She is only 28. She is having sex with someone, and it's obviously not you.


----------



## zookeeper (Oct 2, 2012)

I don't think divorce is always the best decision, but in your case I believe it is. She has proven to be untrustworthy. She has engaged in inappropriate relationships with other men and you're barely.even married yet. This will only get worse. Do you want to spend the rest of your life wondering what she is up to? 

I'd dump her, kick the booze, get the rest of your life in order and start again. Whatever you do, don't get her pregnant. You have the chance to walk away clean, a baby ties her to you for life.


----------



## hinterdir (Apr 17, 2018)

I'll be honest. I'm very set in my ways and biased on things like this. I'm all for couples working things out, going to counseling, learning each others love languages and fixing marriage issues......unless there is an affair or a betrayal. That is the line in the sand that can't be crossed. Once that has happened...why would you even want them back? 

You seem like you are unsure how far things have gone. You have to decide that. 

Before I got to the end of your story here is what was standing out to me. These two have prioritized their JOBS over their MARRIAGE. There are a million and one ways to earn a paycheck. You don't live to earn a paycheck, that isn't the meaning in life. You two basically sabotaged your own marriage by ACCEPTING a work situation to where you never got to be together. 

Most marriages won't survive that. You both CHOSE to do it to yourselves. One o you should have quit and gotten another job so ensure your MARRIAGE was number ONE in your lives.

-*-

• Exercises
- a) Repeat the stretch of the forum thread from "Before I got" through "in your lives." word for word.
- b) In the forum thread, what does hinterdir describe as the line in the sand that can't be crossed?
Rely solely on the forum thread when responding.

• Raw data
-*-

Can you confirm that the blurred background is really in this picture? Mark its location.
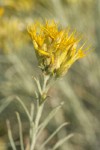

-*-

• Task answers
- a)
Before I got to the end of your story here is what was standing out to me. These two have prioritized their JOBS over their MARRIAGE. There are a million and one ways to earn a paycheck. You don't live to earn a paycheck, that isn't the meaning in life. You two basically sabotaged your own marriage by ACCEPTING a work situation to where you never got to be together. 

Most marriages won't survive that. You both CHOSE to do it to yourselves. One o you should have quit and gotten another job so ensure your MARRIAGE was number ONE in your lives.

- b) An affair or a betrayal.